> _WHAT TO WORK ON_
Extract every line in the records below that contains the word "steering".
========================================================================
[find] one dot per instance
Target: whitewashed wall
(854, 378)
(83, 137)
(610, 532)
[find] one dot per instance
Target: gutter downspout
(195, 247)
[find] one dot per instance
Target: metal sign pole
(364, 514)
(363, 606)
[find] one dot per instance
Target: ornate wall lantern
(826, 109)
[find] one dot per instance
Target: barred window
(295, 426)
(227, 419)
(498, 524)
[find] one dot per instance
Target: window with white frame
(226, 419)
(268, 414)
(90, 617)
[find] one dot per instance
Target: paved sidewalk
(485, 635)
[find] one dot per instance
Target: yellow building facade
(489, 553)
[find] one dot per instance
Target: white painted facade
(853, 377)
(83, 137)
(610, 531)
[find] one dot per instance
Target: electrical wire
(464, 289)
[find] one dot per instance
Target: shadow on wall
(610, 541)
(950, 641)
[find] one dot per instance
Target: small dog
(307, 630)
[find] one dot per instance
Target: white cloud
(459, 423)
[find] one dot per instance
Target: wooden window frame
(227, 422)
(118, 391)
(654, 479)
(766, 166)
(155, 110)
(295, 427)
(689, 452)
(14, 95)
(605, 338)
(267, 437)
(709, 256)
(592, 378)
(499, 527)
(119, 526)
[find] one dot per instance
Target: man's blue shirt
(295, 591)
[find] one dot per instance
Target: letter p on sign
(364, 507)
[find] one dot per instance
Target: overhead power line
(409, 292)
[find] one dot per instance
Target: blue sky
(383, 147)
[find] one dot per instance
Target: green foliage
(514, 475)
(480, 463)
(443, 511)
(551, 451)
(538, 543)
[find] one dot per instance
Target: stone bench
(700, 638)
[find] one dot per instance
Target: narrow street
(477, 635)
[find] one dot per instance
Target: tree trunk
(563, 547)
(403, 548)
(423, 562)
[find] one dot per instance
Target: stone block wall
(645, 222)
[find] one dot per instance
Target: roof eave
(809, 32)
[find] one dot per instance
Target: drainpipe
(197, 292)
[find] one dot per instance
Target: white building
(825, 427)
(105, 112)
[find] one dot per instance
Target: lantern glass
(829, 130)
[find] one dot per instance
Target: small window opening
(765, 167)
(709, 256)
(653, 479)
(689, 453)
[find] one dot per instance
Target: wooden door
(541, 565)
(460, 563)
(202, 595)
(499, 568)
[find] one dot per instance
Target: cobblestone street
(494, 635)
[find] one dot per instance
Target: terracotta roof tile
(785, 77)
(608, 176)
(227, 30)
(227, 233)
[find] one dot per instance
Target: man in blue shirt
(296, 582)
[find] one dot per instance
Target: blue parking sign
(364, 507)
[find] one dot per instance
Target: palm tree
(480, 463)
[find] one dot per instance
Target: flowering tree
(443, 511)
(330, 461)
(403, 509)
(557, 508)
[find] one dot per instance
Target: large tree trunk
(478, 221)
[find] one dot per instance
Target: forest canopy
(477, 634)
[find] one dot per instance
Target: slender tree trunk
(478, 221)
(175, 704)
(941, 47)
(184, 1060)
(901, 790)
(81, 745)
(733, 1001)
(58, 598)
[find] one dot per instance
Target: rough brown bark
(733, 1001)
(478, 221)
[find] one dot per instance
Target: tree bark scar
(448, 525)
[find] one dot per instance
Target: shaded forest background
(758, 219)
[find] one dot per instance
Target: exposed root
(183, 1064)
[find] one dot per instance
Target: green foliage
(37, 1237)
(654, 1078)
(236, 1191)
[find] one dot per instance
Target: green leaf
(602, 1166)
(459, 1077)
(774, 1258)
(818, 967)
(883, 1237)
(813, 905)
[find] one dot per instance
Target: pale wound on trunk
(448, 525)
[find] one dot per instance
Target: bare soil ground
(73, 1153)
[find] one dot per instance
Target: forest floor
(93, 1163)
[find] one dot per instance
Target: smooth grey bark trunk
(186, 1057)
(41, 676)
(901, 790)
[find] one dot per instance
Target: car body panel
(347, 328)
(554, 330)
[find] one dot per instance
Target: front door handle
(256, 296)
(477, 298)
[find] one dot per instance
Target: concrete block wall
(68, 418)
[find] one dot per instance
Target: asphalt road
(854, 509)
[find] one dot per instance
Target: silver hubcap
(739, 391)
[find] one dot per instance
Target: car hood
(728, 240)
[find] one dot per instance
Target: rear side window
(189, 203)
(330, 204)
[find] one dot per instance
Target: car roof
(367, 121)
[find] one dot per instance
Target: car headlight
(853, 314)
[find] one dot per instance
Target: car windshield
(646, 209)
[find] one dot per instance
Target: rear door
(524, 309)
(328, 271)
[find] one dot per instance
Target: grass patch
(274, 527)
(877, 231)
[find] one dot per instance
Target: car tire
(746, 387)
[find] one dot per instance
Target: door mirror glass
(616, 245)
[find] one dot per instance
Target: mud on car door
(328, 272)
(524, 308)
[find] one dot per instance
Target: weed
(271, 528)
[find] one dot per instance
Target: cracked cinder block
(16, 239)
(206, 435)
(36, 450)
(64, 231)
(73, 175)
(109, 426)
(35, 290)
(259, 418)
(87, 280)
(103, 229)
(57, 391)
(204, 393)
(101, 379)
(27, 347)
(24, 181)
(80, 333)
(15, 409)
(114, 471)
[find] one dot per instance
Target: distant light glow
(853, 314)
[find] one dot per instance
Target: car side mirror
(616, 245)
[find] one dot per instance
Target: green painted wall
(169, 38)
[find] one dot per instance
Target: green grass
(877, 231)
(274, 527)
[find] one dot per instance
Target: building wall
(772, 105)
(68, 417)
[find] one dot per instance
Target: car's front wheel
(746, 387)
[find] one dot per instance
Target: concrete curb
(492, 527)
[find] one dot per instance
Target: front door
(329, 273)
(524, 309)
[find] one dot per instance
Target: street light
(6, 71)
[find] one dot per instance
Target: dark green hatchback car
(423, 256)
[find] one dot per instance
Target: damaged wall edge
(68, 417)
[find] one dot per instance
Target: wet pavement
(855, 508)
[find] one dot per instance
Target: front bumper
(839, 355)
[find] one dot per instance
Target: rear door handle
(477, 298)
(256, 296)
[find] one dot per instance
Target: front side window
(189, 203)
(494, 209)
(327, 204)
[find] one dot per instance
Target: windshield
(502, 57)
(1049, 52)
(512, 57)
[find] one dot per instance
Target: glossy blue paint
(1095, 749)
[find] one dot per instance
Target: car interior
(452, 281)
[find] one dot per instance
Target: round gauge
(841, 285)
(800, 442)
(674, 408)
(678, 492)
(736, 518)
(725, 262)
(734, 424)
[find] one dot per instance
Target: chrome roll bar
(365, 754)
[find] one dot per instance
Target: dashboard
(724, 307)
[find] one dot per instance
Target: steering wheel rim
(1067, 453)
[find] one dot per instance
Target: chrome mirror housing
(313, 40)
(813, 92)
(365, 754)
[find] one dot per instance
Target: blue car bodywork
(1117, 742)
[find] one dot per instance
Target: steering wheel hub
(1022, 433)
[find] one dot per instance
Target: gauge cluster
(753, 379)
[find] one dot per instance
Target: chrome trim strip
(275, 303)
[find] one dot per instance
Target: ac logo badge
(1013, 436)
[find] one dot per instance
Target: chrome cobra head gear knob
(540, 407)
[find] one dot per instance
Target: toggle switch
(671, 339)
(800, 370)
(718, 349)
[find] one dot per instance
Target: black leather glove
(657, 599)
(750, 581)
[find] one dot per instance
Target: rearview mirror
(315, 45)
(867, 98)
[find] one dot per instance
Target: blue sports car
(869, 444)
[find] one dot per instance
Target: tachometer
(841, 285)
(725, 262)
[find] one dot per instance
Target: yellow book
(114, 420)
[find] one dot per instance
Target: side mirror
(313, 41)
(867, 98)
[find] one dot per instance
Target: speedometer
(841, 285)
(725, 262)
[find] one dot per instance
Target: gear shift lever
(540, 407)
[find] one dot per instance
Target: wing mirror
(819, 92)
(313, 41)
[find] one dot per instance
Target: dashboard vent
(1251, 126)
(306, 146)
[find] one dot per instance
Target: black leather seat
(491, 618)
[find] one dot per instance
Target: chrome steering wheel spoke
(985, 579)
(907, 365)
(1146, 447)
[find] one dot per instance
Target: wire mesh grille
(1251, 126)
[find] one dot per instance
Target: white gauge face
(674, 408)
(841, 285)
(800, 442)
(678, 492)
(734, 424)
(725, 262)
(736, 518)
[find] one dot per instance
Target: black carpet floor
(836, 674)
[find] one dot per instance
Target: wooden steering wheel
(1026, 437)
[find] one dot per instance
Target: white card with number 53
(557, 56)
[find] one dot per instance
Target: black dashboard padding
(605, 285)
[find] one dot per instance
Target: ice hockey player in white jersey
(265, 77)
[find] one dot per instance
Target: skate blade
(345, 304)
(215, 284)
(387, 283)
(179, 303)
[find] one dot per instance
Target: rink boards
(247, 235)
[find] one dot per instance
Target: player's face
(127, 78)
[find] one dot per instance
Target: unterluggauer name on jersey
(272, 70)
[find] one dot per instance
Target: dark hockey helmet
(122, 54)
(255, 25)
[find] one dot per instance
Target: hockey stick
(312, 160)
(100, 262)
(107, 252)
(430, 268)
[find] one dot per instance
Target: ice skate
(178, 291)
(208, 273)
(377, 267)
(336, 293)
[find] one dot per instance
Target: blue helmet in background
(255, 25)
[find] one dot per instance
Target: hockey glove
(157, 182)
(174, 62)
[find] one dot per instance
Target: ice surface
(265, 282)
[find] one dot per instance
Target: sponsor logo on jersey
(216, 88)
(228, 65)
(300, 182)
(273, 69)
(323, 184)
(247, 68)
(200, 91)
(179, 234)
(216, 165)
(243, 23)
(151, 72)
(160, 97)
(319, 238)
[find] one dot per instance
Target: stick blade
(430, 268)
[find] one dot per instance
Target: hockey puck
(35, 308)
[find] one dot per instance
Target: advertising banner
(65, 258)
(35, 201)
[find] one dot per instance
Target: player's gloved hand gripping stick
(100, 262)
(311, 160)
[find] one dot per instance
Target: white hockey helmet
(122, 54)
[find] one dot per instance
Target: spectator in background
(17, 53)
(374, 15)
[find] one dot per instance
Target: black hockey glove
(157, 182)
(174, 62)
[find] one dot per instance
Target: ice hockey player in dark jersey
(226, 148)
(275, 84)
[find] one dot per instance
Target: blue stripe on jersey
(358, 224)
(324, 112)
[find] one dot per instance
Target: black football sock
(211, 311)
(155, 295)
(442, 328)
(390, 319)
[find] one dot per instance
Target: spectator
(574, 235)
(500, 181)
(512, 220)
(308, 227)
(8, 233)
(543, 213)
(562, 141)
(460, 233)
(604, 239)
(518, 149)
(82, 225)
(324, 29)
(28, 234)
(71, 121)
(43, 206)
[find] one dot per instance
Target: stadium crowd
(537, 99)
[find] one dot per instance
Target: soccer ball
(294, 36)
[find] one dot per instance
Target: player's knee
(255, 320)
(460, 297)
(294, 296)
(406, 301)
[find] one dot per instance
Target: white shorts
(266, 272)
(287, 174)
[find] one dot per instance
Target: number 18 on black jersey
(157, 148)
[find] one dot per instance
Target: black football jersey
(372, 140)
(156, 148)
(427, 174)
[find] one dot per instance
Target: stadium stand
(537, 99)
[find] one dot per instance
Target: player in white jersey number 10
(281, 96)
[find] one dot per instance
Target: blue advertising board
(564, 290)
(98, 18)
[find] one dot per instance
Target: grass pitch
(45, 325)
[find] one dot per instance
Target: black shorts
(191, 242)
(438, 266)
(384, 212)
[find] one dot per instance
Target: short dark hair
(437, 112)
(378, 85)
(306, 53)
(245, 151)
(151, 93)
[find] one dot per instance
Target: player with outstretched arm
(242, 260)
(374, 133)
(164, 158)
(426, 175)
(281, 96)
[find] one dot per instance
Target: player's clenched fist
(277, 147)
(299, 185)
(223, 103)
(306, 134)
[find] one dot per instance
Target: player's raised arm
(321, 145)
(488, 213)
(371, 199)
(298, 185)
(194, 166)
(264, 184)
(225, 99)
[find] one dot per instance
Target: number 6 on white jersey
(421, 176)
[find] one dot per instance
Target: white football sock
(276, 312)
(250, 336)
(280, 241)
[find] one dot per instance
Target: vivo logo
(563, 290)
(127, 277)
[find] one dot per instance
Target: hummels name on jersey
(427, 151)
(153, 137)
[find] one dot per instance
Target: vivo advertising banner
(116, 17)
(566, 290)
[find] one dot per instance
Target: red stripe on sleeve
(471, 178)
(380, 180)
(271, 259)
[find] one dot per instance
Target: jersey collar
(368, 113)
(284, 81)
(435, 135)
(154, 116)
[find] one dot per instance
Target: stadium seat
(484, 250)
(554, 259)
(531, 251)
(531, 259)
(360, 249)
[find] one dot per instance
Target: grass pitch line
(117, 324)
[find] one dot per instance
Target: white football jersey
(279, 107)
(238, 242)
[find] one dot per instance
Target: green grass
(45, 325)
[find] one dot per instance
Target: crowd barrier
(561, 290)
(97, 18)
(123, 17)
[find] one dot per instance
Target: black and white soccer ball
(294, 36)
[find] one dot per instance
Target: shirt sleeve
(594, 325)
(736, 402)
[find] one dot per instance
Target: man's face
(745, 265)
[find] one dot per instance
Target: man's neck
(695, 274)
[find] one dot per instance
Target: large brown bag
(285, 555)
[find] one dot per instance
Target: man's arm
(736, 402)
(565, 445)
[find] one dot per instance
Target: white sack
========================================================================
> _TASK SOLUTION_
Target: steering wheel rim
Target: steering wheel hub
Target: chrome steering wheel spoke
Target: wooden steering wheel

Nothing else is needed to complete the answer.